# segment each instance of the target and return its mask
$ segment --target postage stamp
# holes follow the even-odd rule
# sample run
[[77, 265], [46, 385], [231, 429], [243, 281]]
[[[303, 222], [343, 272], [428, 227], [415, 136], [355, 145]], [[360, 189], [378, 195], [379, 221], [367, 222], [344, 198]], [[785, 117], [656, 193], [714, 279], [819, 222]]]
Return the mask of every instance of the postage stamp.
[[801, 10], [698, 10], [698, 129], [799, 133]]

^^^^

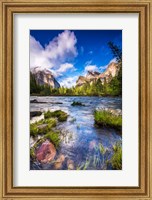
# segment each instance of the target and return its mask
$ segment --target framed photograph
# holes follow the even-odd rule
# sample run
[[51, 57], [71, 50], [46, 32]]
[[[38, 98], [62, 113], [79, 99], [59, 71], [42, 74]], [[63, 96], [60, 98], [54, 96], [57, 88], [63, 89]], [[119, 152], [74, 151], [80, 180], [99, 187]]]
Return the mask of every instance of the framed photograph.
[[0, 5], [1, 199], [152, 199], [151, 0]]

^^^^

*What to do:*
Reproduce each line of the records in which "target" appears.

*Task answer:*
# segment each instance of the target and return its mask
$ segment --target postage stamp
# segment each instance of the target and return its mask
$ segment --target framed photograph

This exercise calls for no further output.